見出し画像

ジャズのセッションとは何ぞや

前回アイリッシュセッションとは何ぞやという記事を初投稿しました。今回は、同じ「セッション」でも実態は全く違う、ジャズにおけるセッションについて書きたいと思います。

京都のジャズバーcandy

概要
一般的にジャズのセッションは、ジャムセッションと呼ばれ、コンボ形式(少人数の楽器編成のこと)で行う即興性の高い音楽のことを指します。これらの音楽は主にジャズバーなどでプロたちによって演奏される他、アマチュアのプレイヤーもセッションバーなどに集まってこぞって演奏を行ったりしています。使用される楽器は多岐に渡りますが、一般的な楽器としては、サックス(テナー・アルト等)、トランペット、トロンボーン、ピアノ、ギター、ベース、ドラムなどがあります。他にもビブラフォンやヴァイオリン、アコーディオンなども使用されることもあります。


演奏について
ジャムセッションではよく定番のスタンダード曲が演奏されます。日本のジャズ界隈では黒本と呼ばれるベーシストの納浩一さんが出版されたスタンダードを纏めた本の他、Real Bookなどに載っている曲がよく演奏されます。また、有料のアプリにはなりますが、コード譜が載っているi Realというアプリも有名です。さて、ジャズでは、曲のメロディーのことをテーマと呼びます。演奏形式としては、最初のイントロの後にテーマを演奏し、各楽器奏者がその曲のコードやリズムに合わせてソロをとっていき、最後にもう一度テーマに戻るというのが定石です。この時最初と最後のテーマを演奏する楽器奏者をフロントと呼び、一般的には一人が演奏します。残りの奏者たちはフロントがテーマ演奏中は伴奏をつけたり、オブリガート(助奏)をつけたりします。

いわゆる黒本


ソロと構成について
まず、ソロをとる順番についてですが、普通は、テーマをとったフロントからスタートして、他のホーン奏者へつなぎ、その後にギター・ピアノ、ベースへとつなぎます。それぞれテーマの尺の何周か分を適宜アドリブで演奏し、わかりやすいように次の楽器奏者へとソロのバトンをつなぎます。最終的にベースソロまで終わるとドラムソロを行うのですが、よく行われるドラムソロに8バースや4バースという概念があります。例えば8バースであれば、ベースソロ後にフロント楽器が8小節冒頭からソロをとった後にドラムソロが入り、その後に前述の順番でソロを交代交代に回していくというものです。4バースの場合も同様に4小節ごとに交代でソロを回します。稀にドラムソロをテーマ一周分することもありますが、かなり長いのでロスト(曲のどの部分にいるのかわからなくなってしまうこと)してしまうこともあります。
________
(問題)
ジャズのセッションに関する本文を、「前回アイリッシュセッションと」を含む箇所から書き始め、「も使用されることもあります。」の直後で終えて書き直してください。その際、「ビブラフォン」は「マリンバ」に差し替えること。

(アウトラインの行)
________
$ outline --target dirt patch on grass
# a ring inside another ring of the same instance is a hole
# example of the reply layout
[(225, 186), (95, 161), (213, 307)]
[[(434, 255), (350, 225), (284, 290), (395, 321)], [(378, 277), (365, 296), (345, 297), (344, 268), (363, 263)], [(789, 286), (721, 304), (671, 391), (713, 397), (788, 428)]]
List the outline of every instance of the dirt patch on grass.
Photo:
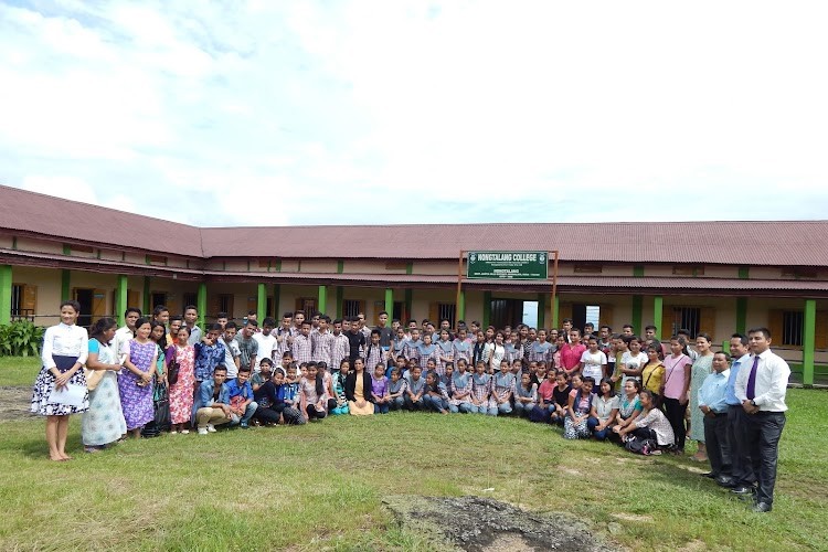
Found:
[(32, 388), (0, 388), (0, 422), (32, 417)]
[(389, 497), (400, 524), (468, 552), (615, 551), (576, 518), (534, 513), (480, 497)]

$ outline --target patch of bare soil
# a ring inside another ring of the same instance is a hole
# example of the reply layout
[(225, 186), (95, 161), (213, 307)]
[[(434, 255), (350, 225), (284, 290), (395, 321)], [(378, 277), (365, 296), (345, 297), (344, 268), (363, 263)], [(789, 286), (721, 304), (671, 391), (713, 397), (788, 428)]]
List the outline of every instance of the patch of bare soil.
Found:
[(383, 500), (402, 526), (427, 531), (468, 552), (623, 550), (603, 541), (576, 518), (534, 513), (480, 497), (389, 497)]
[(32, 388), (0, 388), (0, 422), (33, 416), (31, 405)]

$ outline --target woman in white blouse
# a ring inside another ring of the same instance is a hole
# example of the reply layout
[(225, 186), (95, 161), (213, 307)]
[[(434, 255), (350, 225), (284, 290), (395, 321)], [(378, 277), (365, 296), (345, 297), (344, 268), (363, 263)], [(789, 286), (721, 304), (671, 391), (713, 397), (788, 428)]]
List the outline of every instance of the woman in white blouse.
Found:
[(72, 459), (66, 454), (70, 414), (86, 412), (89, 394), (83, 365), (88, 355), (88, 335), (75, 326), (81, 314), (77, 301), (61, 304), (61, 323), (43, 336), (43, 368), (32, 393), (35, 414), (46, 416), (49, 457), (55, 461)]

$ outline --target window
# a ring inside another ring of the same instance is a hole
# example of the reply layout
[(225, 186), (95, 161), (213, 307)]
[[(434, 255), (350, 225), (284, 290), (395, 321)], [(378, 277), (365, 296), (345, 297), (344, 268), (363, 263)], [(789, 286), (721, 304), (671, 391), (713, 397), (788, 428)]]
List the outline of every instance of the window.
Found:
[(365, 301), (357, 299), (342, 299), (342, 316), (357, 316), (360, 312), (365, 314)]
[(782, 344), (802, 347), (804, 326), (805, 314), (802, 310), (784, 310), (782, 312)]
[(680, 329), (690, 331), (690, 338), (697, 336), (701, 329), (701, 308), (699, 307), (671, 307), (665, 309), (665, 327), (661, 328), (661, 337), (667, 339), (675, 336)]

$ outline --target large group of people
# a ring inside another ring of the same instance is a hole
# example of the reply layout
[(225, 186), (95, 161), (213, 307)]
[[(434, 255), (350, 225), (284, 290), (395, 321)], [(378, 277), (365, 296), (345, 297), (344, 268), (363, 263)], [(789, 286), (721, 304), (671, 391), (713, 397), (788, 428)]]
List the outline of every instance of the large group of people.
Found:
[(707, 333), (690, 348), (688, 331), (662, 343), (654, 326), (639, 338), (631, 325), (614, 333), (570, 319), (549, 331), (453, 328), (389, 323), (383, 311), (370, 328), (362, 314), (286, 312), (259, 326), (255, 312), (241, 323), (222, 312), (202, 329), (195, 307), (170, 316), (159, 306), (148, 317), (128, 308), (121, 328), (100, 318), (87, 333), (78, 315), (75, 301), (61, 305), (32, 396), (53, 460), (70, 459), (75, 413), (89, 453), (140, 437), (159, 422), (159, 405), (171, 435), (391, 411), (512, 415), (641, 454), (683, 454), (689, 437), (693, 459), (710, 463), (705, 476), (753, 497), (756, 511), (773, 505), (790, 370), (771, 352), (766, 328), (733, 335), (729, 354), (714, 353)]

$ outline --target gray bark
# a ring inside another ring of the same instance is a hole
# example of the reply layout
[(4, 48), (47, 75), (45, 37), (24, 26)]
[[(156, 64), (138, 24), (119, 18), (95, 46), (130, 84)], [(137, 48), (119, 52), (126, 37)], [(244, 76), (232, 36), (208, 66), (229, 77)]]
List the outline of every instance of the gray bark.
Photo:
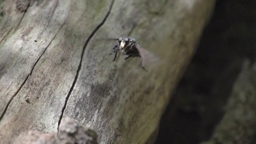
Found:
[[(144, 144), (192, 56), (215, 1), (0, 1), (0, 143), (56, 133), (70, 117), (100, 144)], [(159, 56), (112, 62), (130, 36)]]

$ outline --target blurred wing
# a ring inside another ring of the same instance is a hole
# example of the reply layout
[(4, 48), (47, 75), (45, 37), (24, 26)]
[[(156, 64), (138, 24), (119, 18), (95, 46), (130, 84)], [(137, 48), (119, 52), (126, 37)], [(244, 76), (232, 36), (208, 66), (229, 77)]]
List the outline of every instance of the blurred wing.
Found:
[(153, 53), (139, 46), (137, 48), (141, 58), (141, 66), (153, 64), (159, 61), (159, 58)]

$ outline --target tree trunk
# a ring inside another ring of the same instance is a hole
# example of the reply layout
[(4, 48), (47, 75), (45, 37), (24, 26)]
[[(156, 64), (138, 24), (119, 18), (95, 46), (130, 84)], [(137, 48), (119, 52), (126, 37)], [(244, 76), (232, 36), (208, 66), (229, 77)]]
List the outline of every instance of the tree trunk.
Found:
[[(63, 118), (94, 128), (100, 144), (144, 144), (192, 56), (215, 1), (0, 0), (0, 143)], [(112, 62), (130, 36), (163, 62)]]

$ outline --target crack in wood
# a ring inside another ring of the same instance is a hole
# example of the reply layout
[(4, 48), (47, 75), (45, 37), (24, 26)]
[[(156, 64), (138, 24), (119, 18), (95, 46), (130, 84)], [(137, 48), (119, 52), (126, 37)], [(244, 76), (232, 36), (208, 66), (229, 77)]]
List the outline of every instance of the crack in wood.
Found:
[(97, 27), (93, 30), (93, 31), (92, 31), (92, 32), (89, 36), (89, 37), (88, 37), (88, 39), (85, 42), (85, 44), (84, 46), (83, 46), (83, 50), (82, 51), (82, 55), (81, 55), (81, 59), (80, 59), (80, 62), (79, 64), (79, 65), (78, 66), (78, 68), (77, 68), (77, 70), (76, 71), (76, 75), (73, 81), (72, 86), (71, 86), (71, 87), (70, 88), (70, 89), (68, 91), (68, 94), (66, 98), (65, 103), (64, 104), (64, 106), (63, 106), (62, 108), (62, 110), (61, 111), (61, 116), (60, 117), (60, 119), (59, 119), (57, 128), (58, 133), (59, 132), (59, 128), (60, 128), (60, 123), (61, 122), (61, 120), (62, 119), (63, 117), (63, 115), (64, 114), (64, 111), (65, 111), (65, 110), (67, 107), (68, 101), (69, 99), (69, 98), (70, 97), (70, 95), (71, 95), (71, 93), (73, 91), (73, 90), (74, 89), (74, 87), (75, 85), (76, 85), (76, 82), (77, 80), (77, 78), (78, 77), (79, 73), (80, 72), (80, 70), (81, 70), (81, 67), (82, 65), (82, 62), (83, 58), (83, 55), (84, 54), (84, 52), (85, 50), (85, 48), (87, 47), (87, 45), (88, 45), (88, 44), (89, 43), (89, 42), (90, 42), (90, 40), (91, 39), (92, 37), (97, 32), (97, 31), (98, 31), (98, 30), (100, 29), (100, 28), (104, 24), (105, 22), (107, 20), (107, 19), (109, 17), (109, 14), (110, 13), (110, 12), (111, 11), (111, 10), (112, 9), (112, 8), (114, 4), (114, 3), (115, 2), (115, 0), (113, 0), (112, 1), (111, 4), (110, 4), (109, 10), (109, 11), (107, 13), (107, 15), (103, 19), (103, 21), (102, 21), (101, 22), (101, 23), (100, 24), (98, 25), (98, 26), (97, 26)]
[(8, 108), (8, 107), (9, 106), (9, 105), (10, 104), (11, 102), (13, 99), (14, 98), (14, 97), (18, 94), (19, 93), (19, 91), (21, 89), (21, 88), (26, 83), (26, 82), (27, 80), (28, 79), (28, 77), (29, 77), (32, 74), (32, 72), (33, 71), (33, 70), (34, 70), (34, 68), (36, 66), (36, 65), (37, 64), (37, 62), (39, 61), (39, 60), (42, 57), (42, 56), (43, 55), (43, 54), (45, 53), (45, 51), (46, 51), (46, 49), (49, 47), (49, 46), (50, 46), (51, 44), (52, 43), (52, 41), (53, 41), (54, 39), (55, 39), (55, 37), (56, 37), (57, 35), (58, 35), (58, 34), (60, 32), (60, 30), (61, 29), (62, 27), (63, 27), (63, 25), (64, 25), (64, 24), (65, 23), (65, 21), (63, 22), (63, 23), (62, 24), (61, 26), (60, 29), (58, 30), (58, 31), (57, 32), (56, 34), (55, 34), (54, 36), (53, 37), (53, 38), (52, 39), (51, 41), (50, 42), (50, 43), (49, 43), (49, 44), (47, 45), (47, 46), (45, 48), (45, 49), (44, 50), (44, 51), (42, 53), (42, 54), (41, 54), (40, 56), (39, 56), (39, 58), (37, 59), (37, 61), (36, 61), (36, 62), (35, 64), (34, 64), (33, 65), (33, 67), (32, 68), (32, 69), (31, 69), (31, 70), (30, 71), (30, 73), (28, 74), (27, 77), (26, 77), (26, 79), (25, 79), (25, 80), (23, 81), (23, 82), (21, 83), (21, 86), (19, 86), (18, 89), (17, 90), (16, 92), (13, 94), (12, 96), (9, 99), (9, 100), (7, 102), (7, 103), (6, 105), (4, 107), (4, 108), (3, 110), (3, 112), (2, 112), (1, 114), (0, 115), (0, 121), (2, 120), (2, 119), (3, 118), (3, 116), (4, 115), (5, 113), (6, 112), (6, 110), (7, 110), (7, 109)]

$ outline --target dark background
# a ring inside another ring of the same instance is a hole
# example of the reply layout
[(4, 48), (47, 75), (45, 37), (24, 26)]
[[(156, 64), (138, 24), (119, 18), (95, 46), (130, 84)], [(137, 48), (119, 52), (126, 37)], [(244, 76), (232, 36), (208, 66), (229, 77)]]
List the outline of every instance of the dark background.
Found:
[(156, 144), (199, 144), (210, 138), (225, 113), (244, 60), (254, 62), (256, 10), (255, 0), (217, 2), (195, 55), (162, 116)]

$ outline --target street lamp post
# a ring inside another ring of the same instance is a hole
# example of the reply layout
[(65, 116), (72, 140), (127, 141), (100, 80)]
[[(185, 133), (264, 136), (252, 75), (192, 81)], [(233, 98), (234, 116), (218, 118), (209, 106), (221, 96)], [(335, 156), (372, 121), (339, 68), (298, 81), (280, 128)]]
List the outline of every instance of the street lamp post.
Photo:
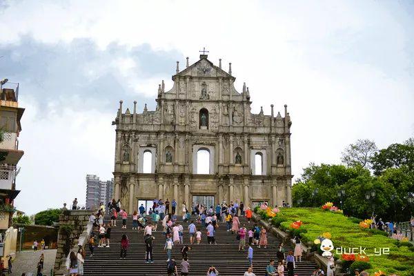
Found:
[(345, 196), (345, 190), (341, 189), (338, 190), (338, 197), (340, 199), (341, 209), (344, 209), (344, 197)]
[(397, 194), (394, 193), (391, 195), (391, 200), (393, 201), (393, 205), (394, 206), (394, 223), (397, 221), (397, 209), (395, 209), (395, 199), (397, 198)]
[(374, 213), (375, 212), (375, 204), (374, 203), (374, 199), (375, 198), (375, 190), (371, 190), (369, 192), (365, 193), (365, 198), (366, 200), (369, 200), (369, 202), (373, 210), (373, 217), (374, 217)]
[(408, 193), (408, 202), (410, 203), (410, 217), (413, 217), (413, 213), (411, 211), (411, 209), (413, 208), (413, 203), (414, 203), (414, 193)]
________
(解答)
前回アイリッシュセッションとは何ぞやという記事を初投稿しました。今回は、同じ「セッション」でも実態は全く違う、ジャズにおけるセッションについて書きたいと思います。

京都のジャズバーcandy

概要
一般的にジャズのセッションは、ジャムセッションと呼ばれ、コンボ形式(少人数の楽器編成のこと)で行う即興性の高い音楽のことを指します。これらの音楽は主にジャズバーなどでプロたちによって演奏される他、アマチュアのプレイヤーもセッションバーなどに集まってこぞって演奏を行ったりしています。使用される楽器は多岐に渡りますが、一般的な楽器としては、サックス(テナー・アルト等)、トランペット、トロンボーン、ピアノ、ギター、ベース、ドラムなどがあります。他にもマリンバやヴァイオリン、アコーディオンなども使用されることもあります。